COMPLETE THE FOLLOWING:
A. List the three properties that the letters of CAP stand for, according to the CAP Theorem text.
B. In what year was CAP Theorem first proposed, according to the CAP Theorem text?

PROVIDED TEXT:

== Segment start ==

CAP Theorem Explained

When building large-scale software systems today, you have to make tradeoffs.  You can't have an ACID compliant data store with infinite storage/throughput/connections that's always available in any part of the world with super low latency where clients can read/write concurrently without any risk of inconsistencies that's free.  If you could, the problem would be solved and our industry could go build spaceships at SpaceX or retire and make sourdough every Sunday.


Instead, we need to make tradeoffs.  Does our product/system need ACID semantics?  Is latency more important?  Can we allow certain types of data inconsistencies for a short time in favor of availability?  How much are we able to spend so that we don't have to sacrifice as much?

These are some questions that everyone building a large-scale software system has to grapple with in the design phase.  A great way to begin your thinking is using CAP Theorem - or at least what it's slowly been crystallized into over the years.

CAP Theorem was first proposed in 2000 and proven a couple years later.  CAP stands for Consistency, Availability, Partition tolerance.  Initially, it was thought that you had to choose 2 out of the 3 in a distributed systems - and that was your tradeoff.  The initial definition of Availability was that if a node in the system is not considered to be down, then it must perform and respond to any read/write requests it receives.  Partition tolerance meant that if a network fault occurred causing some node(s) in the network to no longer be able to reach each other, though clients could still connect to at least 1 node, then the system would still work as expected.  And Consistency meant that every read request receives the latest write and that writes are never lost.

Practically speaking (and NOT theoretically), Partition tolerance is a must-have.  Any real-world network will have faults that will cause partitions and it will happen often - if the network is large enough, there is a network partition at any given moment.  If the entire system stopped working because of a partition, a distributed system on a large enough scale would be down at all times.

== Segment end ==

DATA TO EXAMINE:

== Segment start ==

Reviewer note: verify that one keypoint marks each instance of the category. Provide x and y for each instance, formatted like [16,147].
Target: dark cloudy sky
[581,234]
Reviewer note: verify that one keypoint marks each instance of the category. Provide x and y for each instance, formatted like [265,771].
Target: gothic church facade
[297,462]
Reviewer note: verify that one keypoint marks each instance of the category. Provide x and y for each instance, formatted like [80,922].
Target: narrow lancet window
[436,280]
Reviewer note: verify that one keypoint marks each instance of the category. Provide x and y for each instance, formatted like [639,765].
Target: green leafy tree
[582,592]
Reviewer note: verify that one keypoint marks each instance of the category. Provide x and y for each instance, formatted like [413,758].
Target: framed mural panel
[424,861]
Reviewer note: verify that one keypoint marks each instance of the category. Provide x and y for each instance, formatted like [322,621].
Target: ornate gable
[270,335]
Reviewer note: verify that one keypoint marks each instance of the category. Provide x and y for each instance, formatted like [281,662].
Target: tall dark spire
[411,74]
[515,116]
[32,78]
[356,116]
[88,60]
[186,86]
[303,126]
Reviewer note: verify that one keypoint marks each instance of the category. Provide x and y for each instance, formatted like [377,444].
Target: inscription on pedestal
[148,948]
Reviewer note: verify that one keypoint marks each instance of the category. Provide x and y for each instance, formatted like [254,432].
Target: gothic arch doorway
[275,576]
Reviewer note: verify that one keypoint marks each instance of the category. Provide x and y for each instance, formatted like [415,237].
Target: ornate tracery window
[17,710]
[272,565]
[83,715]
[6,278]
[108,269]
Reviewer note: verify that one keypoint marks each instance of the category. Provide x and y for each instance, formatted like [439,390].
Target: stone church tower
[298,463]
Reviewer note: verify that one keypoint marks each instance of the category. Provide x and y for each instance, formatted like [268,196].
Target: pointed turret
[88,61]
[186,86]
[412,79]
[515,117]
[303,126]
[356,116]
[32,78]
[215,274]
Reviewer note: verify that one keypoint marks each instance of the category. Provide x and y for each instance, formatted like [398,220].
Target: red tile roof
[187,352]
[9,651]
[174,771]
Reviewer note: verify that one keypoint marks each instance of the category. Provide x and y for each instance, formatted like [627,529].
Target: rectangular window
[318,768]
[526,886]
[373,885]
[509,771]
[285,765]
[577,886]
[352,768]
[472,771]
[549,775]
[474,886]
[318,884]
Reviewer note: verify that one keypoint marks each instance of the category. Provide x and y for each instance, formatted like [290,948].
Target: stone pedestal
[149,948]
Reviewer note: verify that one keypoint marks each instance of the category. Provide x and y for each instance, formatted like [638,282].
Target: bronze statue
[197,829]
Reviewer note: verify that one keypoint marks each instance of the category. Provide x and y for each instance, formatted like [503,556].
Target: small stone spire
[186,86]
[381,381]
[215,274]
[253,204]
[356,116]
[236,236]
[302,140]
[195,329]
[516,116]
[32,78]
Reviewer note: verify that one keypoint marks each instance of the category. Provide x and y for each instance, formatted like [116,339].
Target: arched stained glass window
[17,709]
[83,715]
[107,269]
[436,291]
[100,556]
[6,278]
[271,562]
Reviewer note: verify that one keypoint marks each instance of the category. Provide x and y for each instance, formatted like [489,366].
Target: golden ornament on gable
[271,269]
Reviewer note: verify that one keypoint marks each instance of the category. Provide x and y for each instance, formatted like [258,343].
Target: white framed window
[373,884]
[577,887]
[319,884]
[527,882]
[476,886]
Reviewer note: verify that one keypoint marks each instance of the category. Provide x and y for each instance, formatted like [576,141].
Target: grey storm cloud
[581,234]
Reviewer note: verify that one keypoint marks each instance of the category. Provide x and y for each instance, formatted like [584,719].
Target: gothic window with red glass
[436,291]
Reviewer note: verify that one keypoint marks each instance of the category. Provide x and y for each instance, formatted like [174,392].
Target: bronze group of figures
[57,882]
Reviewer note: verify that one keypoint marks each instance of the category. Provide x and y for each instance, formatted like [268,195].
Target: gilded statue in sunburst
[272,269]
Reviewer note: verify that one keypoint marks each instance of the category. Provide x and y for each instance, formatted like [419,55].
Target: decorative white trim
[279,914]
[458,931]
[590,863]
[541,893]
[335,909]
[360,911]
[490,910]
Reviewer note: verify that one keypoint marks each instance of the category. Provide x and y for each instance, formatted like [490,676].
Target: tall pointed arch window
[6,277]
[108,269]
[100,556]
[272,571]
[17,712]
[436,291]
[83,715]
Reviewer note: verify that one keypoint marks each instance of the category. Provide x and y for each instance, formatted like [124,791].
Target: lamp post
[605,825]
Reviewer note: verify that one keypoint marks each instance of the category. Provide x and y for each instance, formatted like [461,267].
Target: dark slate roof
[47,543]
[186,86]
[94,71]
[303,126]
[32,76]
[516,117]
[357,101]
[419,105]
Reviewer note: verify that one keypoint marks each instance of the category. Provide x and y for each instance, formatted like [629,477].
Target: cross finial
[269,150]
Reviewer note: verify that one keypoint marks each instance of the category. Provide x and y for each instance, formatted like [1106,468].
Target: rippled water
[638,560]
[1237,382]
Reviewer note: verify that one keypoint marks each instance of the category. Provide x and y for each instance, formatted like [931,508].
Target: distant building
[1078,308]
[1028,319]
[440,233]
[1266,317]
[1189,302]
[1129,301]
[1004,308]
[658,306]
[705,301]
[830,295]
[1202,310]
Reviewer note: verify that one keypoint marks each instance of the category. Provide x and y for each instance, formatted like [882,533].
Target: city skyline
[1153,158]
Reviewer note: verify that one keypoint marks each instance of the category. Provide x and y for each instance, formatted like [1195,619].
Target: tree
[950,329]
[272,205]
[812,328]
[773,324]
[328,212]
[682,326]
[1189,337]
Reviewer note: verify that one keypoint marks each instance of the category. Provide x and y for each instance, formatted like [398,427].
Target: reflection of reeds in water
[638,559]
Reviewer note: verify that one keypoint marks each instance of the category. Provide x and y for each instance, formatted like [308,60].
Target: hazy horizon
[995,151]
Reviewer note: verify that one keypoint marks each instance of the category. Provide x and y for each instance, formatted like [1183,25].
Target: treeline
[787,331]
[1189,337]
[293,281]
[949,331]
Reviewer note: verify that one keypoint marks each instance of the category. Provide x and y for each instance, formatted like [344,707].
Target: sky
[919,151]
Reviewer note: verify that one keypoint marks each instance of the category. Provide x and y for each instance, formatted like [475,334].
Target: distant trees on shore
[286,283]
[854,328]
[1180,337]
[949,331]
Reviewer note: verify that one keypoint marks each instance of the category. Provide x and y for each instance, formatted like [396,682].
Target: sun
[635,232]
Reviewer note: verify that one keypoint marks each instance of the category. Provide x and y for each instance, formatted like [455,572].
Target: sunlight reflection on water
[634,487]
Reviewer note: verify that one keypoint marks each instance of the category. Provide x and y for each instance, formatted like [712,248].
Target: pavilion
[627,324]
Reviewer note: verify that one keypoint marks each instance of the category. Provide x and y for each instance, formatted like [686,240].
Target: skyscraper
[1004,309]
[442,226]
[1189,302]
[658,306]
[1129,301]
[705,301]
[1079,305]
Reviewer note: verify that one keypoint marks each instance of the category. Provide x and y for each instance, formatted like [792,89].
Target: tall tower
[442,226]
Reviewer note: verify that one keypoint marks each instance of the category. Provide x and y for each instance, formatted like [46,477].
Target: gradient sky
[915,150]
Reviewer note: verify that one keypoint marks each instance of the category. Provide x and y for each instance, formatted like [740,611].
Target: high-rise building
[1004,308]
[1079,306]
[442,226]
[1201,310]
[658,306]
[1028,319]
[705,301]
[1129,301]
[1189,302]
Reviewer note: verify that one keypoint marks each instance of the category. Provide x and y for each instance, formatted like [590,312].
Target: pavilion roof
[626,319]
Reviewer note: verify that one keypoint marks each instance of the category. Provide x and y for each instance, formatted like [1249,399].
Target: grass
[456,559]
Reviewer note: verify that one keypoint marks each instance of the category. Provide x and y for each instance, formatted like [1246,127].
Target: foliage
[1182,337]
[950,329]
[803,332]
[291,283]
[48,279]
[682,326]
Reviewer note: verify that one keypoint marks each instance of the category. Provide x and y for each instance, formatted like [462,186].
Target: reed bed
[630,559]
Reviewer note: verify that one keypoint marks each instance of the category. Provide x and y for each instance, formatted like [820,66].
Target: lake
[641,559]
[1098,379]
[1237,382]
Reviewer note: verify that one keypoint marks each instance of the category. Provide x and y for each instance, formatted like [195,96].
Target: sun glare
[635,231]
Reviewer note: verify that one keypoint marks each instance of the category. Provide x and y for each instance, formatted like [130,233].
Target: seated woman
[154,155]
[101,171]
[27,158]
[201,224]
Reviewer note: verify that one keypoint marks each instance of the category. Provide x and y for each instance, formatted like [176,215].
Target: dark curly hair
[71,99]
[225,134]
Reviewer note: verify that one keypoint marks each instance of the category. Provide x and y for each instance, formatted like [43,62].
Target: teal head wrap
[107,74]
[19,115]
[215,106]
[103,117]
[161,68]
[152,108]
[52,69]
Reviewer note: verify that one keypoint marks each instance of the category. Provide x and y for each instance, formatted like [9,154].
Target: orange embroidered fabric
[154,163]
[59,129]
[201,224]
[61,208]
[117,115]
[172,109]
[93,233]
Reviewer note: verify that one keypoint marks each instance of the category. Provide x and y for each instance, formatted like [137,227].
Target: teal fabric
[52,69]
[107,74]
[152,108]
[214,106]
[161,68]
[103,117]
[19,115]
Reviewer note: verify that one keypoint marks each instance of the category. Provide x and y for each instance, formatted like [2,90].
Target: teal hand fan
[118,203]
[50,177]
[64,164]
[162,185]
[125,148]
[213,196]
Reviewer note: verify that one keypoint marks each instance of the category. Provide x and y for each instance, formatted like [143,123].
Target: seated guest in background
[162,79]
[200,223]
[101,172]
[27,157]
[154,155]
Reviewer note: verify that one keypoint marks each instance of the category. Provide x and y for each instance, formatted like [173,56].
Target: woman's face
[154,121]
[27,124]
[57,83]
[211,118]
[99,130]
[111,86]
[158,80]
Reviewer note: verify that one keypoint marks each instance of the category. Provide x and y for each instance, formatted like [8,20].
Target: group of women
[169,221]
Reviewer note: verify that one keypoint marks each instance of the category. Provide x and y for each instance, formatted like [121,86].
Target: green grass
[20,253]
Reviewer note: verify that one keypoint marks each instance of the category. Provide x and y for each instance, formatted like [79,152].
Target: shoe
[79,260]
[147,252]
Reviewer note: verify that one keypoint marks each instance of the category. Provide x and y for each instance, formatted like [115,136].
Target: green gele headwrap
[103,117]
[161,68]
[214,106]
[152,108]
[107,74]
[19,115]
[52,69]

== Segment end ==

RESPONSES TO THE EXERCISE:
A. Consistency, Availability, Partition tolerance

B. 2000